#### EXERCISE DATA:
****************

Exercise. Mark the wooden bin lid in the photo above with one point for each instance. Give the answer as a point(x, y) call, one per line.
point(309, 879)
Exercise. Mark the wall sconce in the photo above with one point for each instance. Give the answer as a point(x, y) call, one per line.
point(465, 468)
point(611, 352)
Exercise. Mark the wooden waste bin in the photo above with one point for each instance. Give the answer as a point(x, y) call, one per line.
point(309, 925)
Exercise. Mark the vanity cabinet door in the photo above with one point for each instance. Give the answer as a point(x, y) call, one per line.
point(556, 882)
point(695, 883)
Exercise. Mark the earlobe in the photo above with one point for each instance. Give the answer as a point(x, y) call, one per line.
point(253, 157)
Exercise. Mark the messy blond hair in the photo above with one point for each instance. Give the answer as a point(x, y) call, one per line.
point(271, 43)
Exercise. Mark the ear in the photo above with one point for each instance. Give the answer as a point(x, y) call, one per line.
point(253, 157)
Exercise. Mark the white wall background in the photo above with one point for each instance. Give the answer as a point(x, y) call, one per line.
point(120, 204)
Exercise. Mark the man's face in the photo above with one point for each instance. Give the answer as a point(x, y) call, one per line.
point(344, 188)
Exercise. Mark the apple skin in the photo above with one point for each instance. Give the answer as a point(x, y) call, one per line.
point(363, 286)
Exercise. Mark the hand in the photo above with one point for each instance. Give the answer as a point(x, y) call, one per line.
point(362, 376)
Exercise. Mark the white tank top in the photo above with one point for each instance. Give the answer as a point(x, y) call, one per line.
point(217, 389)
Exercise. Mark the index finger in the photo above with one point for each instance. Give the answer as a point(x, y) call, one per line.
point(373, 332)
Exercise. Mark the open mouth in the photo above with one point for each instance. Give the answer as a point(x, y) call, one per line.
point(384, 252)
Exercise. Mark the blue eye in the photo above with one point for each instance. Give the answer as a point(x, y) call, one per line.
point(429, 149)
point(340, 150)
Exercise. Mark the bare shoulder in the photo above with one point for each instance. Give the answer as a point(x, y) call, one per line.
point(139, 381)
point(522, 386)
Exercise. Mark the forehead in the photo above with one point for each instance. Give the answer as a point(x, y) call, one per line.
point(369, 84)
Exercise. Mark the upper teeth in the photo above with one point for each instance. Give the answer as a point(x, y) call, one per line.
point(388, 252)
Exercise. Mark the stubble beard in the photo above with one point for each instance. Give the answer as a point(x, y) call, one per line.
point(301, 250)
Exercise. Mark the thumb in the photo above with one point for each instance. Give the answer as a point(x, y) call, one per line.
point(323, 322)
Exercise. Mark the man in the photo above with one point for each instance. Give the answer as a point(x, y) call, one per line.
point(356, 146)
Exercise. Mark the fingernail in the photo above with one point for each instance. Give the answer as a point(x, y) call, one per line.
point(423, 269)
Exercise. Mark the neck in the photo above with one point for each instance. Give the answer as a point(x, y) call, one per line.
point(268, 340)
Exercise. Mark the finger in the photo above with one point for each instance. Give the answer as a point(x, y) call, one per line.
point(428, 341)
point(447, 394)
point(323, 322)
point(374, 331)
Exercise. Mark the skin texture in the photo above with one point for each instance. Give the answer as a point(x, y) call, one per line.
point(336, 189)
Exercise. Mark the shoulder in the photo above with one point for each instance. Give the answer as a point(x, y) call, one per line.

****************

#### EXERCISE BRIEF:
Each of the records should be written out precisely as given.

#### OUTPUT OF THE EXERCISE:
Exercise. Mark the wooden bin lid in the photo above with one point for each instance. Give the answer as a point(x, y) call, one per line.
point(309, 879)
Exercise. Mark the wall sconce in the photo above with one point for each instance. Give the answer as a point(x, y) call, one per line.
point(465, 468)
point(611, 352)
Exercise. Mark the wooden waste bin in the photo above with one point for each instance. Give the answer as a point(x, y) call, one per line.
point(309, 925)
Exercise. Mark the vanity cabinet door in the photo above with one point for each instance. Give the answer as a point(x, y) call, one per line.
point(556, 882)
point(695, 883)
Exercise. Mark the earlobe in the photo above with one point for each instance. Give the answer as a point(x, y) call, one per line.
point(253, 157)
Exercise. Mark the messy blond hair in the photo above with one point for each instance. Give the answer as a point(x, y) call, one per line.
point(271, 43)
Exercise. Mark the ear in the photo above with one point for each instance. Give the answer as a point(x, y) call, one per line.
point(253, 157)
Exercise. Mark the white wall background in the photo above with one point for each instance. Give the answer as a point(x, y) call, one per line.
point(120, 204)
Exercise. Mark the man's face in the photo above with one point for each instance. Give the answer as a point(x, y) call, one per line.
point(344, 188)
Exercise. Mark the apple skin in the photo above with one point for each instance. Give the answer as a point(x, y) call, one per line.
point(363, 286)
Exercise. Mark the hand in the photo above with one point for each instance. Give the answer as a point(x, y) call, one per line.
point(362, 376)
Exercise. Mark the white tank top in the photo above with one point for each instance. Give the answer as a point(x, y) call, one per line.
point(217, 389)
Exercise. Mark the index finger in the photo above with one point for each instance. Give the answer as a point(x, y) call, one per line.
point(373, 332)
Exercise. Mark the open mouth in the photo above with one point for each instance. Give the answer as a point(x, y) call, one per line.
point(384, 252)
Exercise. Mark the blue eye in the photo above with one point for each instance. Give the answer as a point(x, y) call, one per line.
point(429, 149)
point(340, 150)
Exercise. Mark the bare shoulder in the photo above with one point for each instance. Give the answer as a point(x, y) call, one per line.
point(139, 381)
point(522, 386)
Exercise. Mark the forehead in the photo above with one point for each instance. Give the answer as a point(x, y) call, one per line.
point(369, 84)
Exercise. Mark the upper teeth in the photo above with one point for each instance. Give the answer as a point(x, y) call, one per line.
point(388, 252)
Exercise. Mark the stubble beard in the photo above with one point for each instance. Give the answer as a point(x, y) call, one per line.
point(301, 250)
Exercise. Mark the thumb in the photo above with one point for each instance. Give the answer as a point(x, y) call, one per line.
point(323, 322)
Exercise. Mark the man in the photo above with one point for each instance. Give the answer as a point(x, y) call, one per line.
point(356, 146)
Exercise. Mark the fingernail in the photo above with one point for each instance. Give the answer as a point(x, y) call, one per line.
point(423, 269)
Exercise. Mark the neck in the photo above with one point for each instance. Give the answer as a point(x, y) call, one per line.
point(268, 340)
Exercise. Mark the finger in the photo above with one point for each instance. Give the answer as a point(x, y) call, one per line.
point(428, 341)
point(447, 394)
point(323, 322)
point(374, 331)
Exercise. Mark the skin texture in the photo above with one point for each instance. Give the answer as a point(x, y) call, one per line.
point(336, 189)
Exercise. Mark the shoulder in the photo above with one point for each instance. Give the answer as a point(x, y) call, one per line.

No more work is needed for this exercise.